PAGE EXTRACT =>
== == ==

PipeRAG: Fast Retrieval-Augmented Generation via Algorithm-System Co-design
Wenqi Jiang, Shuai Zhang, Boran Han, Jie Wang, Bernie Wang, Tim Kraska
TL;DR
PipeRAG addresses latency and quality bottlenecks in retrieval-augmented generation (RAG) by co-designing both the algorithm and the system. It introduces pipeline parallelism, flexible retrieval intervals, and a performance-model-driven retrieval policy to overlap retrieval with inference and to adapt retrieval effort to hardware and context. Empirical results show up to 2.6× end-to-end latency reduction and perplexity improvements on large databases, outperforming Retro across multiple datasets. The work demonstrates the practical potential of algorithm-system co-design to unlock efficient, high-quality RAG in future systems.

== == ==

PROBLEMS TO SOLVE =>
**1)** In the PipeRAG summary, how large is the end-to-end latency reduction reported in the empirical results?
**2)** Write the next paragraph of the PipeRAG summary, following on from its last sentence.

EXCERPTED DATA =>
== == ==

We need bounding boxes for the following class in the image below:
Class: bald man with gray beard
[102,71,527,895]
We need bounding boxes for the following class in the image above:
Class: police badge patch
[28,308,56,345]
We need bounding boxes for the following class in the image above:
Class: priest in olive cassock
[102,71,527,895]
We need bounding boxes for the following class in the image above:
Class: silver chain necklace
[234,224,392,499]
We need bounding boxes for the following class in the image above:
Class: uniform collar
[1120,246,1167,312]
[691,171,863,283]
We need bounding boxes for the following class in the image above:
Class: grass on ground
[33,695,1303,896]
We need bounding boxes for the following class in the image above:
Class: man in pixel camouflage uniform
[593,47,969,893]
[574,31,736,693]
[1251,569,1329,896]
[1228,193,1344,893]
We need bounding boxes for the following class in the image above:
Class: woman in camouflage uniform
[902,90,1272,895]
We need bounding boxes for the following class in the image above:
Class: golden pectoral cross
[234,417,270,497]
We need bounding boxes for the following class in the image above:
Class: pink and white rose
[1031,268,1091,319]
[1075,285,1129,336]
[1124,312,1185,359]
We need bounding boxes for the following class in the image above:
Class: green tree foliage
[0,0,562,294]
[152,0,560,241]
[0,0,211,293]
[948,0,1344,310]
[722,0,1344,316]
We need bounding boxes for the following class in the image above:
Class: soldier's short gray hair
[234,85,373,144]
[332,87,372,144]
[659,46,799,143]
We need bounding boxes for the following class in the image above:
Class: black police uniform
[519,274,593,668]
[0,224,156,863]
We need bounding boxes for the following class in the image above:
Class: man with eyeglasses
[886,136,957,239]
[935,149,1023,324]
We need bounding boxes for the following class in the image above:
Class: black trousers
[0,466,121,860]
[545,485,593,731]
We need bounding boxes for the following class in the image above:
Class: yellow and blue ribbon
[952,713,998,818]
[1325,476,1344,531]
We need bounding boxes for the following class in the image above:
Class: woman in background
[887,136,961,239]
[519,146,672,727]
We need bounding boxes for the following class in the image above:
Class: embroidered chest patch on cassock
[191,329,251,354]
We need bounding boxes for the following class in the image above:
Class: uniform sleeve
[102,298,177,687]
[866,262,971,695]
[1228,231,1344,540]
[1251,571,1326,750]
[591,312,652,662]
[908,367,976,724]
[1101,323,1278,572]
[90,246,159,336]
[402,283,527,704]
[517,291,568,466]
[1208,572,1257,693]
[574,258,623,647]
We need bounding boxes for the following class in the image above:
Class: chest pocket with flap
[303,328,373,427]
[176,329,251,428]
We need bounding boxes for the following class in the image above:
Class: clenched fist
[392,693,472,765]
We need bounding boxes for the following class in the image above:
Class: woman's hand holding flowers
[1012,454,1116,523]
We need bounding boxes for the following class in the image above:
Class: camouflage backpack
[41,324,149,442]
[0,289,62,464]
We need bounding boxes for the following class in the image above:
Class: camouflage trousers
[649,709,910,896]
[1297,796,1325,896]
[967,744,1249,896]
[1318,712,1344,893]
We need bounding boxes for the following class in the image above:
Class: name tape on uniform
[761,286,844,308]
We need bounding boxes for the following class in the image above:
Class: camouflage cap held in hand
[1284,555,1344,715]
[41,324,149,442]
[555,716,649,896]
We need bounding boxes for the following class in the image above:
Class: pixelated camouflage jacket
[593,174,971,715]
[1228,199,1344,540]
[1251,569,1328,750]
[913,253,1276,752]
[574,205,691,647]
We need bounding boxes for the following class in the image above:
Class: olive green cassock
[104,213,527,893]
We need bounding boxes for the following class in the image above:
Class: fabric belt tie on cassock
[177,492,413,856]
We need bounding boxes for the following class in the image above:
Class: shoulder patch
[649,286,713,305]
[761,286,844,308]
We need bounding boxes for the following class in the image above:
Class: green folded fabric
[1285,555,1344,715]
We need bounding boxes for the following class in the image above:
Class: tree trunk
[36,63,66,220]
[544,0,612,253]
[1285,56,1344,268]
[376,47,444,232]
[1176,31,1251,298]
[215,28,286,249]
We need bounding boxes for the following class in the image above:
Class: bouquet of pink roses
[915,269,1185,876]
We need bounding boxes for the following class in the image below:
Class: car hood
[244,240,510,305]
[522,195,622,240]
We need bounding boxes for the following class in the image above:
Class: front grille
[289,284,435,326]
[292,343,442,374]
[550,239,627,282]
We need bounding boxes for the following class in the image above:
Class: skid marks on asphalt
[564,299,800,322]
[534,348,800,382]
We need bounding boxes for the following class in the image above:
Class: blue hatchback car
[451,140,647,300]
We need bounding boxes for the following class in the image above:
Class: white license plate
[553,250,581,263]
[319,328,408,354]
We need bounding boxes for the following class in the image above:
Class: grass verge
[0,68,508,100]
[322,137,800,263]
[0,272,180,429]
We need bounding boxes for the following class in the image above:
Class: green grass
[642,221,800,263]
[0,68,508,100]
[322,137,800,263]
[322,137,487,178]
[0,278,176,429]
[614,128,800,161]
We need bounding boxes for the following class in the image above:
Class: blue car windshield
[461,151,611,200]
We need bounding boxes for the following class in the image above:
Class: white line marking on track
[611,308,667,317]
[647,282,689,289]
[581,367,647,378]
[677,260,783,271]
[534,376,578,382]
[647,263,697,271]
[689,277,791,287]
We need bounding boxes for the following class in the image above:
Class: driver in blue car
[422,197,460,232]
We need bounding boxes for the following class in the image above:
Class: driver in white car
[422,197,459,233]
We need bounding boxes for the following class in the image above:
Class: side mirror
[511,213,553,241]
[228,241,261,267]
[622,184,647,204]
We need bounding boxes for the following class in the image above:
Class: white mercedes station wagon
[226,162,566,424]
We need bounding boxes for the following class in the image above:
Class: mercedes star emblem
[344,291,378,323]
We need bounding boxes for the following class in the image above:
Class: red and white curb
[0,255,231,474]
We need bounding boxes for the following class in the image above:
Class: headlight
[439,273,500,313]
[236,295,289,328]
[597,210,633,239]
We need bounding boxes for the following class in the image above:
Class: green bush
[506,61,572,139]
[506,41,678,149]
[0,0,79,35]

== == ==

RESPONSES FOR EACH TASK =>
**1)** Up to 2.6×.

**2)**
Abstract
Retrieval-augmented generation (RAG) can enhance the generation quality of large language models (LLMs) by incorporating external token databases. However, retrievals from large databases can constitute a substantial portion of the overall generation time, particularly when retrievals are periodically performed to align the retrieved content with the latest states of generation. In this paper, we introduce PipeRAG, a novel algorithm-system co-design approach to reduce generation latency and enhance generation quality. PipeRAG integrates (1) pipeline parallelism to enable concurrent retrieval and generation processes, (2) flexible retrieval intervals to maximize the efficiency of pipeline parallelism, and (3) a performance model to automatically balance retrieval quality and latency based on the generation states and underlying hardware. Our evaluation shows that, by combining the three aforementioned methods, PipeRAG achieves up to 2.6$\times$ speedup in end-to-end generation latency while improving generation quality. These promising results showcase the effectiveness of co-designing algorithms with underlying systems, paving the way for the adoption of PipeRAG in future RAG systems.